*Potongan Dokumen*:
---+---

Pemilu AS, Thucydides Trap, dan Efeknya ke Asia Tenggara
Bagikan opini, gagasan, atau sudut pandang Anda mengenai isu-isu terkini
Kirim Tulisan

Kolom

Pemilu AS, Thucydides Trap, dan Efeknya ke Asia Tenggara

Kamis, 08 Agu 2024 16:39 WIB
Virdika Rizky Utama
Catatan: Tulisan ini merupakan opini pribadi penulis dan tidak mencerminkan pandangan Redaksi detik.com
virdika
Foto: Virdika Rizky Utama (dok. pribadi)
Jakarta -

Pemilihan presiden Amerika Serikat yang akan berlangsung pada 5 November 2024, tinggal tiga bulan lagi, dan seluruh mata dunia tertuju pada peristiwa ini. Sebagai negara adidaya, setiap keputusan yang diambil oleh AS memiliki dampak yang luas, tidak hanya di dalam negeri tetapi juga terhadap hubungan internasional di seluruh dunia, termasuk di Asia Tenggara.

Pertarungan antara Kamala Harris dan Donald Trump lebih dari sekadar persaingan politik; ini adalah bentrokan visi yang dapat membentuk kembali kebijakan luar negeri AS dan sikap globalnya, dengan dampak signifikan bagi Asia Tenggara. Memahami potensi dampak ini memerlukan pendalaman konsep "Thucydides Trap," yang menawarkan wawasan berharga tentang dinamika antara AS dan China serta pengaruhnya terhadap kawasan tersebut.

Di inti pertempuran elektoral ini terdapat perbedaan ideologis yang mendasar. Kamala Harris mendukung platform progresif, mengadvokasi keadilan sosial, perawatan kesehatan komprehensif, dan aksi iklim agresif. Kampanyenya berjanji untuk tidak hanya melanjutkan tetapi juga meningkatkan kebijakan pemerintahan Biden.

---+---

*Petunjuk Kerja*:
(A) Ulangi kata demi kata bagian kolom tentang pemilu AS di antara "Kamis, 08 Agu" dan "Utama (dok. pribadi)", termasuk kedua batas itu.
(B) Jawab pertanyaan berikut berdasarkan kolom tentang pemilu AS.
(i) Pada tanggal berapa pemilihan presiden Amerika Serikat akan berlangsung?
(ii) Siapa saja dua tokoh yang bertarung dalam pemilihan itu?
(iii) Kebijakan pemerintahan siapa yang dijanjikan kampanye Kamala Harris untuk dilanjutkan dan ditingkatkan?

Catatan anotasi posisi:
---+---

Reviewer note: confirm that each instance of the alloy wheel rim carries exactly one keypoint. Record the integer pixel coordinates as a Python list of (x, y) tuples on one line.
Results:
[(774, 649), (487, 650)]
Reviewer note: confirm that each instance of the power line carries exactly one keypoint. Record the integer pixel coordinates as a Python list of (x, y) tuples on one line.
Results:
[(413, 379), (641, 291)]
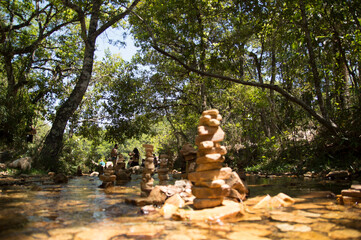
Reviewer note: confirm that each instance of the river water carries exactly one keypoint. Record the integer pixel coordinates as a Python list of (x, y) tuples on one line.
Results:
[(81, 210)]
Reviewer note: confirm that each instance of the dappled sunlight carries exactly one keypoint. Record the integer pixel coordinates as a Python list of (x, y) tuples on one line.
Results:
[(82, 210)]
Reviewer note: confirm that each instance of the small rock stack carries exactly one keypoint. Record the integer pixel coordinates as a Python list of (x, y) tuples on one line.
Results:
[(108, 177), (350, 196), (163, 169), (190, 155), (123, 175), (209, 178), (146, 185)]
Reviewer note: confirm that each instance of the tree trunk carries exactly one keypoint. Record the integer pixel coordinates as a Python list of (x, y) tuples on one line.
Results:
[(312, 62), (49, 155)]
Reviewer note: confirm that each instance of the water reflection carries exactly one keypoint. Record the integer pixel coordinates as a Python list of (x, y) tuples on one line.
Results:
[(81, 210)]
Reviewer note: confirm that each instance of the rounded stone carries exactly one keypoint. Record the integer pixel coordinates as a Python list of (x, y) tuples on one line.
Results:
[(223, 173), (200, 203), (210, 158), (208, 166), (204, 192)]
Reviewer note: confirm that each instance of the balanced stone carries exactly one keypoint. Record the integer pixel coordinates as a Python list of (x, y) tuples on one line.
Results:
[(189, 155), (205, 192), (209, 186), (210, 158), (201, 203), (208, 166), (146, 184), (217, 136), (163, 169)]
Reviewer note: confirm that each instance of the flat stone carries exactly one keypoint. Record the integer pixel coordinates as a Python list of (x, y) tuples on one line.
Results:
[(211, 184), (149, 165), (218, 136), (345, 234), (214, 123), (163, 177), (211, 112), (148, 146), (291, 217), (221, 150), (351, 193), (208, 166), (206, 130), (323, 226), (210, 175), (350, 201), (168, 210), (163, 170), (105, 178), (145, 231), (356, 186), (228, 210), (175, 200), (210, 158), (235, 182), (206, 145), (201, 203), (204, 192), (234, 194), (285, 227)]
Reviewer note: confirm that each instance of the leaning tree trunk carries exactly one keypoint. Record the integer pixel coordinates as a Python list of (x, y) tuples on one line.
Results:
[(49, 156)]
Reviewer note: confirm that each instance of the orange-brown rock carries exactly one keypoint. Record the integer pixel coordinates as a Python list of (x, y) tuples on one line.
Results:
[(235, 182), (205, 145), (218, 136), (200, 203), (211, 184), (229, 210), (175, 200), (210, 158), (210, 175), (212, 112), (221, 150), (208, 166), (206, 130), (205, 192), (351, 193), (105, 178)]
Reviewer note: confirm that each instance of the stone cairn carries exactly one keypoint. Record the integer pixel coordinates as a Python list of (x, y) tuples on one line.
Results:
[(146, 184), (123, 175), (190, 155), (351, 196), (163, 169), (209, 185), (108, 177)]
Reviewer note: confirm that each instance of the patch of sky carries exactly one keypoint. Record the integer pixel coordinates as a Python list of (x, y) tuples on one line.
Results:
[(117, 41)]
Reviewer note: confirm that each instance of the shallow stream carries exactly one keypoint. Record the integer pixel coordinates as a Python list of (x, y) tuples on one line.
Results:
[(82, 210)]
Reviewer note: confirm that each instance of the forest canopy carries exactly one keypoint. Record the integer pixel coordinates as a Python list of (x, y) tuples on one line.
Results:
[(285, 76)]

---+---

*Jawaban per Tugas*:
(A)
Kamis, 08 Agu 2024 16:39 WIB
Virdika Rizky Utama
Catatan: Tulisan ini merupakan opini pribadi penulis dan tidak mencerminkan pandangan Redaksi detik.com
virdika
Foto: Virdika Rizky Utama (dok. pribadi)

(B)
(i) 5 November 2024
(ii) Kamala Harris dan Donald Trump
(iii) Pemerintahan Biden